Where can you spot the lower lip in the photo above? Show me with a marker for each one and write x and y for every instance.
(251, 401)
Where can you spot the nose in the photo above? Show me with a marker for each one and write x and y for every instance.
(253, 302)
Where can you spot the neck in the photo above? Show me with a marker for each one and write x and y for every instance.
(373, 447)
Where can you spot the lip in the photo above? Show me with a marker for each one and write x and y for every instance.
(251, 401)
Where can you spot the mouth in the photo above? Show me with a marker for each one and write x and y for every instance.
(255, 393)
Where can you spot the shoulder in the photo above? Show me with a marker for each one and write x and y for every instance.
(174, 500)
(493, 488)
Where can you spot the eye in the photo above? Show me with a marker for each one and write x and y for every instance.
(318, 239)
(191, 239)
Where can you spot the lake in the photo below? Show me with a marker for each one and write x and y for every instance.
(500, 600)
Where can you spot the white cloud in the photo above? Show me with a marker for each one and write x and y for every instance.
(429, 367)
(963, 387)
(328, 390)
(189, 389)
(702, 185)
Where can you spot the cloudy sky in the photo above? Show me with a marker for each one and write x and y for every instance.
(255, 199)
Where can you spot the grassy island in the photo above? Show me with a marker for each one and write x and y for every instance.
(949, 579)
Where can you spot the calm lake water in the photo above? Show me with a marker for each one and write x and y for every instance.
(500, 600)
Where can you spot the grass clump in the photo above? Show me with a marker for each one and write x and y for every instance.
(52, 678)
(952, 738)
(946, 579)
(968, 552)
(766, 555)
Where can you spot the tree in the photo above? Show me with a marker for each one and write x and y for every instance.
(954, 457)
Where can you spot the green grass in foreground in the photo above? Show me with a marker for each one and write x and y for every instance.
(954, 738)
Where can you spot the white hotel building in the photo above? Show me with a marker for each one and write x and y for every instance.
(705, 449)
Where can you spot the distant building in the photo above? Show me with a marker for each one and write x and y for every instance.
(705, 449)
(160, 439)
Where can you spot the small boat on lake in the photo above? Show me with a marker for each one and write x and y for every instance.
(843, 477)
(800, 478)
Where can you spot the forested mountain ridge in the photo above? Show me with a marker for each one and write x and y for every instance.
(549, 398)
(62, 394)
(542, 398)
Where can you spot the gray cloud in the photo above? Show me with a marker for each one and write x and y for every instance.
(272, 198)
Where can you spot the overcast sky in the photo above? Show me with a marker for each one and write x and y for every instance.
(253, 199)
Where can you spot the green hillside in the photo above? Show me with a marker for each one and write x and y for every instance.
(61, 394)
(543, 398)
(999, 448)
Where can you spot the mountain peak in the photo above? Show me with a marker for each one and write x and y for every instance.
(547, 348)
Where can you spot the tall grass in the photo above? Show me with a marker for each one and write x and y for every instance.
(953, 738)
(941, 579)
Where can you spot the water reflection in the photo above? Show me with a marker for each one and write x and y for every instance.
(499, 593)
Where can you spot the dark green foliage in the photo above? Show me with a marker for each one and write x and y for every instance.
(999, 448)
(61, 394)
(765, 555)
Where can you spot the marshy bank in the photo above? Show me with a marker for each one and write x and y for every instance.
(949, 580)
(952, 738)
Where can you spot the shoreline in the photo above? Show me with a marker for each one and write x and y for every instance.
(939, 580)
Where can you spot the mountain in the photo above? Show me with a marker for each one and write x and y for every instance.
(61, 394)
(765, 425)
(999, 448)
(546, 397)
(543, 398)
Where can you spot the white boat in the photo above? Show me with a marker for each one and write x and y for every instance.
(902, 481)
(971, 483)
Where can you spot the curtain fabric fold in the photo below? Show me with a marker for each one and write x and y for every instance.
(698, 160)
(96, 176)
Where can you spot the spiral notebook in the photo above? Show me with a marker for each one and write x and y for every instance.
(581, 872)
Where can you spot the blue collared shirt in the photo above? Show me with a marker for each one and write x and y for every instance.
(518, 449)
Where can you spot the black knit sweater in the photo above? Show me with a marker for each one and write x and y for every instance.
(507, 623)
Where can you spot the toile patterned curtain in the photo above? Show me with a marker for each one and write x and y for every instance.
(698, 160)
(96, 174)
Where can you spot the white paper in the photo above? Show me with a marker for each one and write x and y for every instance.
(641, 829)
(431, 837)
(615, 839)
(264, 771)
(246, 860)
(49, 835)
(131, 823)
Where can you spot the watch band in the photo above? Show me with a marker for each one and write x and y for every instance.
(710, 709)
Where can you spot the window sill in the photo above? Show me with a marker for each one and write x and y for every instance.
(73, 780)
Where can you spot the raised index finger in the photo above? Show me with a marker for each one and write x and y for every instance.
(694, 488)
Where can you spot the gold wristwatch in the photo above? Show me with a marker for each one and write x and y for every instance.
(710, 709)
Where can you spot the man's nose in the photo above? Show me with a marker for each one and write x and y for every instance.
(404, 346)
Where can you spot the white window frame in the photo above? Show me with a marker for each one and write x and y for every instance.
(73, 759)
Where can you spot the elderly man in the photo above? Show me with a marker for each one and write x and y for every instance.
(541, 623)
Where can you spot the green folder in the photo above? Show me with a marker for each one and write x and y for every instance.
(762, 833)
__________
Task requirements
Rewrite every entry with "marker" swapped for "dot" wherever it appears, leaving everything else unchanged.

Result
Where can you spot the lower lip in the photo above? Show me with a dot for each one and write x and y for every instance.
(251, 401)
Where can you spot the nose in the photo above? Show me with a dot for each one and write x and y for every instance.
(253, 302)
Where can you spot the neck in the photo above? Show me with a dot for each one and write x and y for every instance.
(373, 447)
Where can you spot the lip in the photo above? Show me with a dot for each one and write x and y for every instance.
(251, 401)
Where can you spot the mouth in the photo above? Show me with a dot for each one and write x and y for every instance.
(255, 393)
Where can you spot the shoulder in the photo above? Show me with a dot for each one and write x and y for every instance.
(174, 500)
(493, 488)
Where can you spot the eye in the photo above? Show me with a dot for each one and write x and y for every instance.
(318, 239)
(191, 239)
Where can you spot the lake in the photo below? Show me with a dot for each one and write x and y for every instance.
(500, 600)
Where can you spot the white cloud in the photo above? Show me with a dot for each one and write x and y for every instance.
(429, 367)
(963, 387)
(328, 390)
(189, 389)
(702, 185)
Where can you spot the cloudy sky in the photo above? Show me with a dot for each one and write x and y for every instance.
(255, 199)
Where can you spot the grassy island in the photo above? Show me with a dot for each one and write x and y for every instance.
(949, 579)
Where can you spot the calm lake water in the photo above? Show me with a dot for each one and write x and y for every instance.
(500, 600)
Where can you spot the grass clump in the photo above? Show me with a dot for each one and write x and y for every instance.
(52, 678)
(952, 738)
(946, 579)
(968, 552)
(766, 555)
Where can you spot the tree in the photo above? Show me with a dot for each one and write x and y for every instance.
(954, 457)
Where can you spot the green grass in foreground in the photo above? Show me with a dot for each one and write x and y for every instance.
(954, 738)
Where can you spot the white hotel building in the photo above? Show me with a dot for each one and write x and y for every instance.
(705, 449)
Where can you spot the distant building in the photo above? Show me with a dot for each one and write x and y for every instance.
(705, 449)
(160, 439)
Where can you spot the small boat on lake in the photo above? Show me with a dot for each one and write x and y for every instance.
(843, 477)
(800, 478)
Where can you spot the forested mountain ridge in the photo above? Show me with a dot for each one and write x and y for every instance.
(549, 398)
(62, 394)
(542, 398)
Where can you spot the gray cloud in the photo above? Show me with a dot for each one and write x and y for every instance.
(272, 198)
Where can you spot the overcast sky in the photo above? Show me with a dot for each one and write x and y for every instance.
(253, 199)
Where can you spot the green hillside in the photo above? Show me with a dot for each one and write x and y for every instance.
(61, 394)
(543, 398)
(999, 448)
Where can you spot the mountain peak in the photo above? Show me with a dot for each one and write x and y for every instance.
(547, 348)
Where can you spot the tall grass in the photo above? Show me with a dot for each one and write x and y for every instance.
(953, 738)
(941, 579)
Where can you spot the water reflection in the photo above? Show me with a dot for each one and write x and y for every instance.
(499, 593)
Where can you spot the dark green foliage in the photo above? Show me with a dot for each one and write x and y for every instance.
(999, 448)
(61, 394)
(765, 555)
Where can you spot the marshy bank in the photo above? Show me with a dot for each one and write x and y for every instance.
(949, 580)
(952, 738)
Where can you spot the shoreline in the photo above? Show me with a dot for each one and write x and y for every instance.
(939, 580)
Where can you spot the mountain in the photo above? Show me with a dot for each one and write x and y for every instance.
(61, 394)
(765, 425)
(999, 448)
(546, 397)
(543, 398)
Where can you spot the white boat in the photo above? Show me with a dot for each one and write x and y for every instance.
(902, 481)
(971, 483)
Where can you spot the curtain fabric fold in the photo below? Show me with a dot for each one and write x and y for every instance.
(698, 160)
(96, 176)
Where can you spot the spiral notebook in the photo above? Show me with a dot for each one and write x and y for every instance.
(581, 872)
Where can you spot the blue collared shirt in the photo above? Show me with a dot for each one and write x and y for every instance.
(518, 449)
Where can you spot the black knit sweater in the photo above? Show me with a dot for each one and write x and y for every instance.
(507, 623)
Where can you spot the toile patterned curtain in the photo above? Show me with a dot for each one and write x and y for every instance.
(698, 160)
(96, 174)
Where can you spot the white paper in the photo above? Show me with a dot for each one and write x and y for every instance.
(641, 829)
(431, 837)
(615, 839)
(264, 771)
(246, 860)
(49, 835)
(131, 823)
Where can you spot the watch band in the photo above? Show me with a dot for each one and write x and y for every instance.
(710, 709)
Where can you spot the window sill in the photo above? Show me with a dot for each one and write x and y for every instance.
(73, 780)
Where can you spot the raised index finger in the photo above? Show me with a dot for each one and write x and y for every instance.
(694, 488)
Where can you spot the gold wristwatch in the photo above? Show me with a dot for each one and write x and y for every instance.
(710, 709)
Where can you spot the man's nose in the photo above? Show me with a dot for each one and write x and y for every instance.
(404, 346)
Where can you spot the white window frame in the photo above? Show me with a dot for each one and write x and y for every instance.
(73, 759)
Where can you spot the elderly man in the photo above? Show me with a dot for each one and write x and y for every instance.
(541, 623)
Where can you spot the green folder in the photo above? Show me with a dot for each one and write x and y for every instance.
(762, 833)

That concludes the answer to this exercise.